** Start Excerpted text **
Section 204(b)'s reference to "proportionate share" is nowhere defined in the FWPCA. The district court, however, found that the section's legislative history suggests that Congress did not intend to impose an "absolute proportionality" requirement and meant to require "only proportionality which is generally equitable". The court argued that proportionality, while a general requirement, was not a primary motivation for the enactment of the user fee requirement. According to the court, Congress instead was primarily concerned with ensuring that treatment systems would be self-financing and was tolerant of local variations in user charge schemes so long as this basic requirement was met. Thus, while the City charge system apportioned costs on a proportionate basis only with respect to sanitary sewage, the court concluded that the system was sufficiently sensitive to each user's burden on the total treatment system to satisfy the proportionality requirement.
HEA concedes that Congress desired to give localities flexibility in devising financing schemes, but argues that this broad concern should not obscure the command of the statute's text requiring proportionality. To bolster its point, HEA emphasizes that in 1974 Congress failed to adopt an EPA-proposed bill that would have specifically authorized localities to apportion surface run-off treatment costs on a pro-rata basis.3 HEA reasons that had Congress intended to permit pro-rata allocation of these costs, it would have adopted this amendment.
We believe HEA is reading too much into this instance of Congressional inaction. The proposed bill's main focus was to permit localities to finance treatment costs through ad valorem taxes. This portion of the bill was ultimately enacted three years later without the language cited by HEA.4 Although Congress may have refused to act on this part of the 1974 bill because it opposed the bill's intent, inaction might also have been due to the belief that the point was already covered by existing law. See e.g., Diamond Crystal Salt Co. v. P. J. Ritter Co., 419 F.2d 147, 148 (1st Cir. 1969). The scant legislative history that exists concerning the 1974 bill supports this latter possibility. As noted by the district court, the letter submitted by then-EPA Administrator Russell Train in support of the 1974 bill reveals that EPA considered surface run-off treatment costs as not attributable to a user and thus not subject to the proportionality requirement under then-existing law.5 Given that the bill's focus was elsewhere, it is likely that Congressional attention was never specifically drawn to the portion of the 1974 bill HEA cites.
HEA is correct, however, to the extent that nothing in section 204(b)'s legislative history supports the conclusion that Congress specifically authorized the method the City has employed to apportion surface run-off treatment costs. The legislative history underlying section 204(b) supports the district court's conclusions concerning the purpose of user's fees and the importance Congress placed upon giving localities flexibility in designing user fee systems.6 Unfortunately, nothing in the various committee reports or floor debates speaks directly to how Congress wished surface run-off treatment costs to be apportioned. Congress appears to have enacted the proportionality requirement with sewage treatment squarely in mind, but it appears that it never directly confronted how it desired localities to finance the treatment of surface run-off.
The legislative history's emphasis upon local flexibility, however, persuades us against narrowly interpreting section 204(b) (1) to require localities to apportion treatment costs with exacting mathematical precision. Although HEA is correct in arguing that no logical connection exists between a landowner's sewage loading and how much rainfall runs off his or her property, basing the City charge system solely upon sewage loading achieves at least rough proportionality because the preponderance of operating costs are attributable to sewage loading. The Congressional emphasis upon local flexibility suggests that section 204(b) requires no more.
** End Excerpted text **
* Work required: Continue the court opinion on section 204(b)'s proportionality requirement for sewer user charges from the point where it stops.
** Start Data records **
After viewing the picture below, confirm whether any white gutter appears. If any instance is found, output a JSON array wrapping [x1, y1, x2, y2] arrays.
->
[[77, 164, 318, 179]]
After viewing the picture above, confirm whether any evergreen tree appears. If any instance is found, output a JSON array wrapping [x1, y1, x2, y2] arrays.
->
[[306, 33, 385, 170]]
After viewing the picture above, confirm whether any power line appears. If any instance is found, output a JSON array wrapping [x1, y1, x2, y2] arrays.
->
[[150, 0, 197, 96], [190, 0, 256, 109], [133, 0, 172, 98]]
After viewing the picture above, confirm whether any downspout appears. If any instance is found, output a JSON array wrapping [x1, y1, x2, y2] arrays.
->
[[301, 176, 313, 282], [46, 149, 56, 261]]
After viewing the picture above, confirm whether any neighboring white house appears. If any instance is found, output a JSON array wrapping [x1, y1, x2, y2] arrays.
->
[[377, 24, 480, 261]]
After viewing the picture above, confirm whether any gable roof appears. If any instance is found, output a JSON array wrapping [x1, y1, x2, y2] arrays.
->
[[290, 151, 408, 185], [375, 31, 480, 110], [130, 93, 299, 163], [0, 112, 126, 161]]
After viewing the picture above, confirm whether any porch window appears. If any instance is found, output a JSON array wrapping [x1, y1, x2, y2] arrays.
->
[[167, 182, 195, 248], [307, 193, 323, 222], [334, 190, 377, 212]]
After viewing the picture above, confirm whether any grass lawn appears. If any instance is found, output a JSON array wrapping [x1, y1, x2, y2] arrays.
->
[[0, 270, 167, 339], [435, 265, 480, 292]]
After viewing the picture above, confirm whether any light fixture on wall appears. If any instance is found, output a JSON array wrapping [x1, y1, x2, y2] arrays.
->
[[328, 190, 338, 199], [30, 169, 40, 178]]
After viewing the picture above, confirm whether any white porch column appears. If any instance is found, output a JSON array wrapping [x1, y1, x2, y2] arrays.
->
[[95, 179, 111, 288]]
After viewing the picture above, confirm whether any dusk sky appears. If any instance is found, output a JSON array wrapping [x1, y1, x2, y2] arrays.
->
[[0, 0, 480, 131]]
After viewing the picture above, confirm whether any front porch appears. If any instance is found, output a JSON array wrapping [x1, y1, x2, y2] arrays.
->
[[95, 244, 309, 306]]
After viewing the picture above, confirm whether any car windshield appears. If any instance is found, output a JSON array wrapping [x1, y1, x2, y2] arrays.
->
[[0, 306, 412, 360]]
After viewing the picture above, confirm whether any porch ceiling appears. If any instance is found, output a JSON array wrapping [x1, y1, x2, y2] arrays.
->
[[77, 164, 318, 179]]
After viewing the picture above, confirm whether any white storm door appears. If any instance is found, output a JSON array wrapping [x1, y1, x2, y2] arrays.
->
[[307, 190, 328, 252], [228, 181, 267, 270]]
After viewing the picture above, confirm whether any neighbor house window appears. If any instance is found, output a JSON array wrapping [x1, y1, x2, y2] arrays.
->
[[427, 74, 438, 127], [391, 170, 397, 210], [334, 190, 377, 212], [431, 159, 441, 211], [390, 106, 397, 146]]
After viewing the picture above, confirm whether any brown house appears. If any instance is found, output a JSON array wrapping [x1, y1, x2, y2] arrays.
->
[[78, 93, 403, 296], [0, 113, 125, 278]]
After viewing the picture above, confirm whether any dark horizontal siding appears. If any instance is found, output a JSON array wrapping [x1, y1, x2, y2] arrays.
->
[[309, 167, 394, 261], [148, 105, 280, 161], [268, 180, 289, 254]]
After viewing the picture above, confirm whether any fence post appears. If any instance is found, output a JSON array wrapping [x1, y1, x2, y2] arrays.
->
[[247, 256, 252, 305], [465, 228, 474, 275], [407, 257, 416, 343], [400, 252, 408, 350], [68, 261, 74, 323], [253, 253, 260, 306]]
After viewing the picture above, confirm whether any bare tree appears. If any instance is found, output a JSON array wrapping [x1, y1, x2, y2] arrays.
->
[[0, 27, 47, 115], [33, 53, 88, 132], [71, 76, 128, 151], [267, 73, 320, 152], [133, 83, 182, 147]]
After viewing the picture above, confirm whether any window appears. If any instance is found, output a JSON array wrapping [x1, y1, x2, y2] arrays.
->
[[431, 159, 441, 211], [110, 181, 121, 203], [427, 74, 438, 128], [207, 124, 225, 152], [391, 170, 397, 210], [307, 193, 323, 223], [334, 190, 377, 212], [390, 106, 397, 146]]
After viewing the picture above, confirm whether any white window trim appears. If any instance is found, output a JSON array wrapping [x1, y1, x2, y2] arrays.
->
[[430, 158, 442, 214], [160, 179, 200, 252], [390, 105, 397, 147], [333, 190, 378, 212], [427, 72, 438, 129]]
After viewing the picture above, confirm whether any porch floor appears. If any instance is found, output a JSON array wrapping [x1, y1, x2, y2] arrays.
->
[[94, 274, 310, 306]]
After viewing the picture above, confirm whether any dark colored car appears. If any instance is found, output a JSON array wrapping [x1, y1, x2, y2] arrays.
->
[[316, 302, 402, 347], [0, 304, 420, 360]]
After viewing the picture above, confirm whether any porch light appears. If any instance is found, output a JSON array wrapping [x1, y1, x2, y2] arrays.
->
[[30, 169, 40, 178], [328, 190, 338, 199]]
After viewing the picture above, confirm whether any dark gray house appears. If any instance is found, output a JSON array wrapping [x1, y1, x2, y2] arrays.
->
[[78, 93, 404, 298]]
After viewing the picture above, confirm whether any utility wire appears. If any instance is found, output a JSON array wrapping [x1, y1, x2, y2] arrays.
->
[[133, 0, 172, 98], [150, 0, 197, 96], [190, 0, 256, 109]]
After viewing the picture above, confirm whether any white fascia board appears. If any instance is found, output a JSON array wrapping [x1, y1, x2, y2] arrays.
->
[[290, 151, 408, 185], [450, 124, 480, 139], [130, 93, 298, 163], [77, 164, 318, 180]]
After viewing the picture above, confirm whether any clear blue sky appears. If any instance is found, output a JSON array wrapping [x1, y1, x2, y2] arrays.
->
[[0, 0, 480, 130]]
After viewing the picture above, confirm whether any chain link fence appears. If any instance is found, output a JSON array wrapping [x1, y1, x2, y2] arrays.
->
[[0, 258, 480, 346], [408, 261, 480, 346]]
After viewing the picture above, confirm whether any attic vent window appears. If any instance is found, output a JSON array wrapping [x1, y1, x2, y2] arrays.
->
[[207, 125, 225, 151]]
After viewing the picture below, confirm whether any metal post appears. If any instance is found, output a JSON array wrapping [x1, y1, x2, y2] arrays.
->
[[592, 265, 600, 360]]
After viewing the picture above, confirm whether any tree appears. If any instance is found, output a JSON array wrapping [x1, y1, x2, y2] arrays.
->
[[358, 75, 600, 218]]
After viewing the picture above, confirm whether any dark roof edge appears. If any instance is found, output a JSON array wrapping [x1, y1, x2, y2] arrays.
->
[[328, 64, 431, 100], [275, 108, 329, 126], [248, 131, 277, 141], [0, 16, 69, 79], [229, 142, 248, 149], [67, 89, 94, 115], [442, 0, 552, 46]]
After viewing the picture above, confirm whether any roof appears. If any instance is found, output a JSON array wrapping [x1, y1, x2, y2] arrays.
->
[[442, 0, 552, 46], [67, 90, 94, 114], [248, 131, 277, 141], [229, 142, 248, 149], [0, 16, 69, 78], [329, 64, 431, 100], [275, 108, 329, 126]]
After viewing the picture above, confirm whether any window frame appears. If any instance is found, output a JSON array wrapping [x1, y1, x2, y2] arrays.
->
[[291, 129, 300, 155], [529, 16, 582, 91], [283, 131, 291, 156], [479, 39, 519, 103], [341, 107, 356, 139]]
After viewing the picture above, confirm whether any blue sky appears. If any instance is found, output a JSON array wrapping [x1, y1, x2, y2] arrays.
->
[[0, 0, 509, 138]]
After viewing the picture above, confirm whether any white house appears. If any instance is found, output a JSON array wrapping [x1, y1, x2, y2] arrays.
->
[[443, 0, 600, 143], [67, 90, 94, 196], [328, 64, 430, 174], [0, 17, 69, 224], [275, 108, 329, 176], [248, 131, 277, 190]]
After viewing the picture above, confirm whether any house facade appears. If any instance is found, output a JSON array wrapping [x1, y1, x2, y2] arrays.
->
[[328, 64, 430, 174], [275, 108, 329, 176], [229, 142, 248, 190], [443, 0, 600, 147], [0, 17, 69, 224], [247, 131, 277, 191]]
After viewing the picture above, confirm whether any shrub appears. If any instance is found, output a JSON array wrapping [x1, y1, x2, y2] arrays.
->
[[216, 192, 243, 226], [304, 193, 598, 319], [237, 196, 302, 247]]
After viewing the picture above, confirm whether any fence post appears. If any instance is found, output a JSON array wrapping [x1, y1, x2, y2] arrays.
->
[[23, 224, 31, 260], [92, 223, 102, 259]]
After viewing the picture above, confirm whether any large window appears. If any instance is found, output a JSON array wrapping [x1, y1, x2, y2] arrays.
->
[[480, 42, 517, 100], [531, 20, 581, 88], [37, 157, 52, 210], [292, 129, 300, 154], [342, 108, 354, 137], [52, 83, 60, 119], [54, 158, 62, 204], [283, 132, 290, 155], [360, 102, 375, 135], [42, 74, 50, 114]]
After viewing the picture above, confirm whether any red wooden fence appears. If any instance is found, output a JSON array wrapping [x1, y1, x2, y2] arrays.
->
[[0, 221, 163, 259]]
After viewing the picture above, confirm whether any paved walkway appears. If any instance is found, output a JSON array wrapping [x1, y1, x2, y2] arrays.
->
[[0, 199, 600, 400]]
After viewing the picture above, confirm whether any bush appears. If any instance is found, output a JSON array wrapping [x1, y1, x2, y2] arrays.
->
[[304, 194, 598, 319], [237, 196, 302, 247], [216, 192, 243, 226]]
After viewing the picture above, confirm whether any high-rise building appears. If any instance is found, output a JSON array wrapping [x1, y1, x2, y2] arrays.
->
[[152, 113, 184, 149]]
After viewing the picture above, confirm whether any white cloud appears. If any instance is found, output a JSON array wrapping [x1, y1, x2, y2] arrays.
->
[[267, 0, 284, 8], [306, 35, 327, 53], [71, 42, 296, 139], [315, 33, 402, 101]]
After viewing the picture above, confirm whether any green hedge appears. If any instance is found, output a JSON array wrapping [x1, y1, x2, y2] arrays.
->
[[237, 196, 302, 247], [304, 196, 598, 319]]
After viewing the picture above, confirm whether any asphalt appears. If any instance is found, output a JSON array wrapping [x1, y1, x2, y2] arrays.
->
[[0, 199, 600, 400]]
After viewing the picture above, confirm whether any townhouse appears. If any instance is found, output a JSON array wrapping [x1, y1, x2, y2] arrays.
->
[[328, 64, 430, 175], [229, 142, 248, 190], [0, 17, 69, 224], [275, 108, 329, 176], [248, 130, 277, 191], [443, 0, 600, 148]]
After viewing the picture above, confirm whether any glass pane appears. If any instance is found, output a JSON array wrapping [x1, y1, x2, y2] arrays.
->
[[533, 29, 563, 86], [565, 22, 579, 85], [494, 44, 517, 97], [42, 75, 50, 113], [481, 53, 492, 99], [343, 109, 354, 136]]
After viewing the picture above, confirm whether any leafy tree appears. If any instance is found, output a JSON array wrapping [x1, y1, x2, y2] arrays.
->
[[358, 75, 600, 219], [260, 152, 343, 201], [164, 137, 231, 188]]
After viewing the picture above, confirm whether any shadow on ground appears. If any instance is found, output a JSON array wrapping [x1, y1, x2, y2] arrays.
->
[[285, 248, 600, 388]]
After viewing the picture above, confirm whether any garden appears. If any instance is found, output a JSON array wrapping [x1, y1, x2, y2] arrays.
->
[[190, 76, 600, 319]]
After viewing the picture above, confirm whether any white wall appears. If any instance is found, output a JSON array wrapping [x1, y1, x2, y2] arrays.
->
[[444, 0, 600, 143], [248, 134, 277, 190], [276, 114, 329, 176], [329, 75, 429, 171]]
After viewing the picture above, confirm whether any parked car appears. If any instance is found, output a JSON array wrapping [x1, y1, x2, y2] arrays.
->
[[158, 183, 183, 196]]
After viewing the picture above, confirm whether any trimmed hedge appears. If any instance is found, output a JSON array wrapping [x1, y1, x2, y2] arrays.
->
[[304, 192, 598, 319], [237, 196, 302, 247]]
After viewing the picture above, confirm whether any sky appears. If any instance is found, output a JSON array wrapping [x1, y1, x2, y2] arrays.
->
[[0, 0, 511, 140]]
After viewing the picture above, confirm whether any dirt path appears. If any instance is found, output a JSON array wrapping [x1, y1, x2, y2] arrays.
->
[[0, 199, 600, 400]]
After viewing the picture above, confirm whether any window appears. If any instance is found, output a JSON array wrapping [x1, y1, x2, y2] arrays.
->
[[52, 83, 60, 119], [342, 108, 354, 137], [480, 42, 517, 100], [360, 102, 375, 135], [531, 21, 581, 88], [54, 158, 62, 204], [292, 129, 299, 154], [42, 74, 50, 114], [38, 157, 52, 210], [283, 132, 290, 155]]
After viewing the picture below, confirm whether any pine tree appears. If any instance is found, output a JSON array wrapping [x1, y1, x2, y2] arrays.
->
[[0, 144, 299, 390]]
** End Data records **
* Expected answer:
Moreover, in contrast to a user loading sewage into a treatment system, surface run-off cannot be fairly ascribed to individual land-owners' "use" of the treatment system. Nature's whims and not land-owners' actions determine where and how much rainfall descends upon the City. It therefore would not be irrational for the EPA Administrator to conclude that surface run-off is not attributable to any individual property owner.
In sum, we conclude that the district court was correct in concluding that the EPA Administrator had a "rational basis" for concluding that the City's charge system conformed with section 204(b)'s proportionality requirement.
B. Consistency with EPA Regulations.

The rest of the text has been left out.